Challenge
Could you update the lines starting at the one that contains "Would you mind pointing to the microphone in" and ending at the one that contains "Would you mind pointing to the woman holding" by replacing "khaki" with "beige", keeping everything else the same, and give back only those lines?

Supplied data
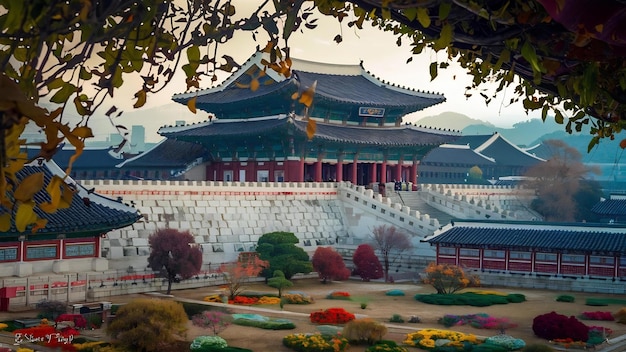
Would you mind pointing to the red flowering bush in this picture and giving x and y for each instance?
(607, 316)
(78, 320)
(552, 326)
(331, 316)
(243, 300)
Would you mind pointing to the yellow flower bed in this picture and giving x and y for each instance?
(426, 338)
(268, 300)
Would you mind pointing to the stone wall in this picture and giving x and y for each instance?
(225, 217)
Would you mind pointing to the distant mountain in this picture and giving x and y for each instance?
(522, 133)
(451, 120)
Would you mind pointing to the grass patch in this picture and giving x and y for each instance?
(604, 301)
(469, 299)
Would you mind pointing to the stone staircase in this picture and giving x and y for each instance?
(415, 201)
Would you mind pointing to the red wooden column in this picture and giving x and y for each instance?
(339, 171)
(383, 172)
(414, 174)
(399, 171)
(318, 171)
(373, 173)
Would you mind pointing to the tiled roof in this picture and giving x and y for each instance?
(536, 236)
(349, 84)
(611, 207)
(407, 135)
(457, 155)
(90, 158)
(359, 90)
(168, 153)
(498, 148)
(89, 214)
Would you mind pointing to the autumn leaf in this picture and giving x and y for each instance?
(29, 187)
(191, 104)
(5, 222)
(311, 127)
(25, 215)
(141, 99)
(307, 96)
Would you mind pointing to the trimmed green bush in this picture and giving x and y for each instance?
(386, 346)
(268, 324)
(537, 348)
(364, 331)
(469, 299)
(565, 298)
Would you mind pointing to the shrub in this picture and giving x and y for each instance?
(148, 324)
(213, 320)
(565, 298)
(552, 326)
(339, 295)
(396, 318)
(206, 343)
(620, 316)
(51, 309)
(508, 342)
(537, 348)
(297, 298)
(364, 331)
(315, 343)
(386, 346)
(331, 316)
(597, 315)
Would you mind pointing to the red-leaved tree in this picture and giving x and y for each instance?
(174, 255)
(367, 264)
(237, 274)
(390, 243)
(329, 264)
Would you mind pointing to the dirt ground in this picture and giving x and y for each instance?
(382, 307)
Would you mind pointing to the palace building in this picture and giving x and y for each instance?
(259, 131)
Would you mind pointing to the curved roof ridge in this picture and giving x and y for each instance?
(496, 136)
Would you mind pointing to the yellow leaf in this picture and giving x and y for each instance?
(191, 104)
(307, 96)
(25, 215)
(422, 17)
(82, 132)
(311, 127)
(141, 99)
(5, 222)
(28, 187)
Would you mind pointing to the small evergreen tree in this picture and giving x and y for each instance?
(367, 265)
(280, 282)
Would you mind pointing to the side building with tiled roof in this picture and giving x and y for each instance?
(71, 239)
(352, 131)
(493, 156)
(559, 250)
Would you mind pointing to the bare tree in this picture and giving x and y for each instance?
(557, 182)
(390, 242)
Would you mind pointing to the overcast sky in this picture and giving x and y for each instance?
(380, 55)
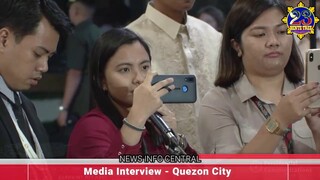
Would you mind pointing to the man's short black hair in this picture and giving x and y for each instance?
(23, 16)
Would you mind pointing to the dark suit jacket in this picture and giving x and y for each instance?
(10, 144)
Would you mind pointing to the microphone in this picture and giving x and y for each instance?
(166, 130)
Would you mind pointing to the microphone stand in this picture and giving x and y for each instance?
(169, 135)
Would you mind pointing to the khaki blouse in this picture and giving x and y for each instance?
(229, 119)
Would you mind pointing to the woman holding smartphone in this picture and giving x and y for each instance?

==

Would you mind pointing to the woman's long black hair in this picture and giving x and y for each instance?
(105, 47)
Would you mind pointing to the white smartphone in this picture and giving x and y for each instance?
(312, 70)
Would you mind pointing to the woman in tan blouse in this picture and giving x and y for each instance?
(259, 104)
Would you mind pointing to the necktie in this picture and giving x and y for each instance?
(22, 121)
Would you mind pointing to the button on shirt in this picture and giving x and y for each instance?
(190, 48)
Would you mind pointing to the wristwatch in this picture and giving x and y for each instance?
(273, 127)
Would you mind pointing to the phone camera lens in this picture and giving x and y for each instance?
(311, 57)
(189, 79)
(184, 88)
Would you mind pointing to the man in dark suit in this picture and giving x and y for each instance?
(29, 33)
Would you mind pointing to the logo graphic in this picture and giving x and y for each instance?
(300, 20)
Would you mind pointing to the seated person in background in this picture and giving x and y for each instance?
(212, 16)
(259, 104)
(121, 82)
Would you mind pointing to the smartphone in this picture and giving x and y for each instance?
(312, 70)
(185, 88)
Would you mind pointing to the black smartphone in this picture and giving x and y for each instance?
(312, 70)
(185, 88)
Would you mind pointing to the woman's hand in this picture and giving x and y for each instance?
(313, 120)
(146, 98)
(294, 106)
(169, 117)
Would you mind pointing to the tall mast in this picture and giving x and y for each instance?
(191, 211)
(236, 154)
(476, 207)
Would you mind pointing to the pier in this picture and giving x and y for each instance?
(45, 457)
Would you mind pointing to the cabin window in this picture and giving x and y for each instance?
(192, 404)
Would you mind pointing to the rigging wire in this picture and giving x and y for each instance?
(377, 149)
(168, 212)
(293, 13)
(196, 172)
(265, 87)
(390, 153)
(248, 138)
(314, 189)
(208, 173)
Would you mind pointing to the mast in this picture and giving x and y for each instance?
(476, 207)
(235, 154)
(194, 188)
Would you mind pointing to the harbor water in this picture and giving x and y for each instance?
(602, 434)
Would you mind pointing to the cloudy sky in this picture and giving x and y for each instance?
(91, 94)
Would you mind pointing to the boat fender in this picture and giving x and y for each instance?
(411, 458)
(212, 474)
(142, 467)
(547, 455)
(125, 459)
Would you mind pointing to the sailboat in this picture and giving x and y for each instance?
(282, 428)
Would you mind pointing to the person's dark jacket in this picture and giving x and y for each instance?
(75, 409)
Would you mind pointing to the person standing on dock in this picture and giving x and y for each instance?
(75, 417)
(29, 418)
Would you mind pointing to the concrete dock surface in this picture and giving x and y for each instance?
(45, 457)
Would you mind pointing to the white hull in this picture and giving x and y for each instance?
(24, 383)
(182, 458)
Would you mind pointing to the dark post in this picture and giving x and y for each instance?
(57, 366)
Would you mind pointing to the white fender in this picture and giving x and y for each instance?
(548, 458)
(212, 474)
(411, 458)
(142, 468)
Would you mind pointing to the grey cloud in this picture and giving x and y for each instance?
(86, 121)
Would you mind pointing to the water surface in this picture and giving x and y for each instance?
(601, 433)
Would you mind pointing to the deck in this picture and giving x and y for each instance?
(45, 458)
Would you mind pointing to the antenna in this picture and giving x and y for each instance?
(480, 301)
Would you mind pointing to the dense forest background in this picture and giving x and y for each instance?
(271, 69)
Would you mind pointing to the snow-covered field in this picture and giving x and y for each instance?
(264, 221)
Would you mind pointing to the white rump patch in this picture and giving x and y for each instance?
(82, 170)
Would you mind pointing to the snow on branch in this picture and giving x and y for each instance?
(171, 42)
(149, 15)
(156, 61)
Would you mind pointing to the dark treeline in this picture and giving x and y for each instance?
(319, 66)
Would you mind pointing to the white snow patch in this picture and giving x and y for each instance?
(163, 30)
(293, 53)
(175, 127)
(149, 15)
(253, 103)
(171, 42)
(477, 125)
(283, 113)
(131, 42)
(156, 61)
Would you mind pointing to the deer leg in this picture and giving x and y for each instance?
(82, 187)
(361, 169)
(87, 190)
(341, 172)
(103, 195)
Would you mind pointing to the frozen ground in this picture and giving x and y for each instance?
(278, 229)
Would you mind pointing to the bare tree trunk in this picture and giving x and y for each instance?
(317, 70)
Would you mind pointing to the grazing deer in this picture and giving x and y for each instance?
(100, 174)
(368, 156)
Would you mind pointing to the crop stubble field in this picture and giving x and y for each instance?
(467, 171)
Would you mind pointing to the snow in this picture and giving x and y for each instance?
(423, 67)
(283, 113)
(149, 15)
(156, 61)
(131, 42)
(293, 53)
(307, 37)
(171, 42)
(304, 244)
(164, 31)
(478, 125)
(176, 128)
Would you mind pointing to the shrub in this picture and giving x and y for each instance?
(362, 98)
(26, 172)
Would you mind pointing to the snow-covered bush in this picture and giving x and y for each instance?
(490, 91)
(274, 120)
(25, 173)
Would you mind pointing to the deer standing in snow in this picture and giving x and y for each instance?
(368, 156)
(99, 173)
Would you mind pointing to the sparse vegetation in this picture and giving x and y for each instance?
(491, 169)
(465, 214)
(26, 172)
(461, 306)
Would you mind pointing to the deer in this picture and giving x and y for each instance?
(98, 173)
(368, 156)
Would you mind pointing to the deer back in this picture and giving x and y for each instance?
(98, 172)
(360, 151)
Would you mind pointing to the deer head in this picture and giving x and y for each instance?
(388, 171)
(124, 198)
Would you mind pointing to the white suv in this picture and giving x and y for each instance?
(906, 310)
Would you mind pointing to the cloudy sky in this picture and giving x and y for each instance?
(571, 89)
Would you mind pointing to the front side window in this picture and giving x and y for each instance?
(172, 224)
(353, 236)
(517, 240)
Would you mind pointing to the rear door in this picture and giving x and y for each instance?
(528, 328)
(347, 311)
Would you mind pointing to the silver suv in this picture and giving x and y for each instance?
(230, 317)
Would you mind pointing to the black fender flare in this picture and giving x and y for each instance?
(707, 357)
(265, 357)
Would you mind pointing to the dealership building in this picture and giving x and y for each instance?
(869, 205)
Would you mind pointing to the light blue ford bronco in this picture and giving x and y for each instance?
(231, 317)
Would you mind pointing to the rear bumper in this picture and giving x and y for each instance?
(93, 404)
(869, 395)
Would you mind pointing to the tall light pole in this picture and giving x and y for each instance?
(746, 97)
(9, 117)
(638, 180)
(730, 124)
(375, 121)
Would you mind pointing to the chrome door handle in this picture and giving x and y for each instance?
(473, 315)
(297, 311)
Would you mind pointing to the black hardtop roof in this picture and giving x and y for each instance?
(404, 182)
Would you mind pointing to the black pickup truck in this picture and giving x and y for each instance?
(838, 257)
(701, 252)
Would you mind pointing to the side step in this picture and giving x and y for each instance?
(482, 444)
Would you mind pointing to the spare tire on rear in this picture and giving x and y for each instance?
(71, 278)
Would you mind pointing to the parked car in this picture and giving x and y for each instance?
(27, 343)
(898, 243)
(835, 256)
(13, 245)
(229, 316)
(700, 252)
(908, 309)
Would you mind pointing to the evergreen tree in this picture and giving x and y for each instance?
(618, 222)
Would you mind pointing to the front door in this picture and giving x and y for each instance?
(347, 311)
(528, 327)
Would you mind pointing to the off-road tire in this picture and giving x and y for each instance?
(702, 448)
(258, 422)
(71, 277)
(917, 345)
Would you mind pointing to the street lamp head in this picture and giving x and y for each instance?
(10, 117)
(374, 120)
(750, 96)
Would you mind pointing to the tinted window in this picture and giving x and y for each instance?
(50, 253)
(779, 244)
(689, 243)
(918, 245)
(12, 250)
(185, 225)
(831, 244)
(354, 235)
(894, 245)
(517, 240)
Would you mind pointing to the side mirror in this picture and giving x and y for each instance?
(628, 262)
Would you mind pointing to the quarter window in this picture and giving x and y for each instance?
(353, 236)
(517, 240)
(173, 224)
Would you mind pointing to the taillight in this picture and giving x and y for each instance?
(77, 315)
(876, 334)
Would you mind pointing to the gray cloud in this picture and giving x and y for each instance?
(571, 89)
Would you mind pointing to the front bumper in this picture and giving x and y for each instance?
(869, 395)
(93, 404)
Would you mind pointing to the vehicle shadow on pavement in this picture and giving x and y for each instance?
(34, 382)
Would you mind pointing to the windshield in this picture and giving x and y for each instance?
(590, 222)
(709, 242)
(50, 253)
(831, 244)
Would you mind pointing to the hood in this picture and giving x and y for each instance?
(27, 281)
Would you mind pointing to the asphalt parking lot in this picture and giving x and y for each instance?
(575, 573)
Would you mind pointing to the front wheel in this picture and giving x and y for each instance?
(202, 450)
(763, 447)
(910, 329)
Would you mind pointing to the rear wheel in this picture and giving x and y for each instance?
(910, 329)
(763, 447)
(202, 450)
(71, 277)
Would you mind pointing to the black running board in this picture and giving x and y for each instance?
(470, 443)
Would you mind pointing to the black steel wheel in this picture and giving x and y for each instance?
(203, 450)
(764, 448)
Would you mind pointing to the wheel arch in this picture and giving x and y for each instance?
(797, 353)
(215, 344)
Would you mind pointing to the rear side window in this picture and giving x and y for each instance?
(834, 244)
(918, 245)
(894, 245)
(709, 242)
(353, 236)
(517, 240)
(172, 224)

Solution
Would you mind pointing to the microphone in this picture and giving x and y for each instance?
(166, 130)
Would you mind pointing to the microphone stand in this picture and giving x and y for each instance?
(169, 135)
Would you mind pointing to the beige blouse in this picture and giving x and y for each instance?
(229, 119)
Would you mind pointing to the woman holding smartphone in this picture and giving x and y for each instance?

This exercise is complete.